▶ **WORK REQUEST**: All entries must be transcribed without a single difference.

▶ **INPUT DATA**:
= = = = =
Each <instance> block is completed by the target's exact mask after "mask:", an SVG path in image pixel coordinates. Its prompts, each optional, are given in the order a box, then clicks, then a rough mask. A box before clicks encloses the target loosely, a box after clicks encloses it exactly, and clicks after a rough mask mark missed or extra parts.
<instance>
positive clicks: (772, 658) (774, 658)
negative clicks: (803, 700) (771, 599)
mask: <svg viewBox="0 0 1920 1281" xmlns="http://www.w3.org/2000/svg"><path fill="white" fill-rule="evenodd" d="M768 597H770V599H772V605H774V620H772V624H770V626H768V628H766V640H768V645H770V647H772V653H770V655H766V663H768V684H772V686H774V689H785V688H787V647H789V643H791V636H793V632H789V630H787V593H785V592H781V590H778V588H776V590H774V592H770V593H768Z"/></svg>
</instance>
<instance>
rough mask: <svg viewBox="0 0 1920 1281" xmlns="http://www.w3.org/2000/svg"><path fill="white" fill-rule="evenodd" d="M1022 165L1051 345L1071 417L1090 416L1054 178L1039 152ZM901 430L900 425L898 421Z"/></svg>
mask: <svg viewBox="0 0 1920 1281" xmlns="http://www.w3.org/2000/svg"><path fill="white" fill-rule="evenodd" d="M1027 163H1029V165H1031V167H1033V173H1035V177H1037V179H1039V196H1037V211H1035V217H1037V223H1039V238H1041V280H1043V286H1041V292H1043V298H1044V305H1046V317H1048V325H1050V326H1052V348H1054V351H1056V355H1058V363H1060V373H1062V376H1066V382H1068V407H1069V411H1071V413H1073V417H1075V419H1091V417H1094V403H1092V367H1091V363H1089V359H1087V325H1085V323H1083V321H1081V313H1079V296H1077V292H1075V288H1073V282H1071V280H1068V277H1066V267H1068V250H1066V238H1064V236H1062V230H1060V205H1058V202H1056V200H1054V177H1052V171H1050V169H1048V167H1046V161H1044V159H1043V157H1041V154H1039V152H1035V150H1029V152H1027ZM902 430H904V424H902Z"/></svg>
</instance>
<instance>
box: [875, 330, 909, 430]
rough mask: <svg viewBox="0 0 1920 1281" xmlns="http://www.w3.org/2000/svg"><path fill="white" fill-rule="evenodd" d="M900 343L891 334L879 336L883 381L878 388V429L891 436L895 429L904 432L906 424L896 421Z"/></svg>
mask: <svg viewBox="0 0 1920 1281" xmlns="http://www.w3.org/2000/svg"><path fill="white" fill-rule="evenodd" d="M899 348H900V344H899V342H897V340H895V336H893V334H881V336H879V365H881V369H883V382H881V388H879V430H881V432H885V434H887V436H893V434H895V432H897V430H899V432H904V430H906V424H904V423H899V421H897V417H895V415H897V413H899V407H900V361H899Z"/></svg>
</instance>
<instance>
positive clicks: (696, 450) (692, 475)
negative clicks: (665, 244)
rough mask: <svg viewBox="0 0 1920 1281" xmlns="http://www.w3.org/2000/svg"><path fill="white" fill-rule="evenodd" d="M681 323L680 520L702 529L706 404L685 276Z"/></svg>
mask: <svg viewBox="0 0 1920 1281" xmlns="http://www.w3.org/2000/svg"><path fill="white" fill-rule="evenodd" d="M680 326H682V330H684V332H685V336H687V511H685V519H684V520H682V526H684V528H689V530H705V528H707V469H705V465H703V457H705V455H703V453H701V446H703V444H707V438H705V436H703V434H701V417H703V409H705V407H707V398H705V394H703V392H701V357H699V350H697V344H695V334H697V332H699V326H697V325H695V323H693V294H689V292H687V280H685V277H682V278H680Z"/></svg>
= = = = =
▶ **ANSWER TO THIS EXERCISE**:
Each <instance> block is completed by the target's exact mask after "mask:", an SVG path in image pixel coordinates. Its prompts, each optional, are given in the order a box, then clicks, then a rough mask. A box before clicks encloses the target loosely, a box after clicks encloses it exactly, and clicks after a rough mask mark missed or extra parts.
<instance>
positive clicks: (772, 658) (774, 658)
negative clicks: (803, 700) (771, 599)
mask: <svg viewBox="0 0 1920 1281" xmlns="http://www.w3.org/2000/svg"><path fill="white" fill-rule="evenodd" d="M768 597H770V599H772V605H774V620H772V624H770V626H768V628H766V640H768V645H770V647H772V653H770V655H766V663H768V684H772V686H774V689H785V688H787V647H789V643H791V636H793V632H789V630H787V593H785V592H781V590H778V588H776V590H774V592H770V593H768Z"/></svg>
</instance>
<instance>
rough mask: <svg viewBox="0 0 1920 1281" xmlns="http://www.w3.org/2000/svg"><path fill="white" fill-rule="evenodd" d="M1022 165L1051 345L1071 417L1090 416L1054 178L1039 152ZM901 430L900 425L898 421Z"/></svg>
mask: <svg viewBox="0 0 1920 1281" xmlns="http://www.w3.org/2000/svg"><path fill="white" fill-rule="evenodd" d="M1027 163H1029V165H1031V167H1033V173H1035V177H1037V179H1039V196H1037V211H1035V217H1037V223H1039V238H1041V280H1043V286H1041V292H1043V298H1044V305H1046V317H1048V325H1050V326H1052V348H1054V351H1056V355H1058V363H1060V373H1062V376H1066V382H1068V407H1069V411H1071V413H1073V417H1075V419H1091V417H1094V403H1092V367H1091V363H1089V359H1087V325H1085V323H1083V321H1081V313H1079V296H1077V292H1075V288H1073V282H1071V280H1068V277H1066V267H1068V250H1066V238H1064V236H1062V230H1060V205H1058V202H1056V200H1054V177H1052V171H1050V169H1048V167H1046V161H1044V159H1043V157H1041V154H1039V152H1035V150H1029V152H1027ZM902 430H904V424H902Z"/></svg>
</instance>
<instance>
box: [875, 330, 909, 430]
rough mask: <svg viewBox="0 0 1920 1281" xmlns="http://www.w3.org/2000/svg"><path fill="white" fill-rule="evenodd" d="M900 343L891 334L879 336L883 381L878 388V429L891 436L895 429L904 432L906 424L896 421Z"/></svg>
mask: <svg viewBox="0 0 1920 1281" xmlns="http://www.w3.org/2000/svg"><path fill="white" fill-rule="evenodd" d="M899 348H900V344H899V342H897V340H895V336H893V334H881V336H879V365H881V369H883V382H881V388H879V430H881V432H885V434H887V436H893V434H895V432H897V430H899V432H904V430H906V424H904V423H899V421H897V417H895V415H897V413H899V407H900V361H899Z"/></svg>
</instance>
<instance>
positive clicks: (696, 450) (692, 475)
negative clicks: (665, 244)
rough mask: <svg viewBox="0 0 1920 1281" xmlns="http://www.w3.org/2000/svg"><path fill="white" fill-rule="evenodd" d="M681 323L680 520L702 529L706 404L685 276Z"/></svg>
mask: <svg viewBox="0 0 1920 1281" xmlns="http://www.w3.org/2000/svg"><path fill="white" fill-rule="evenodd" d="M680 326H682V330H684V332H685V336H687V511H685V519H684V520H682V526H684V528H689V530H705V528H707V469H705V465H703V457H705V455H703V453H701V446H703V444H707V438H705V436H703V434H701V417H703V409H705V407H707V398H705V394H703V392H701V357H699V350H697V344H695V334H697V332H699V326H697V325H695V323H693V294H689V292H687V280H685V277H682V278H680Z"/></svg>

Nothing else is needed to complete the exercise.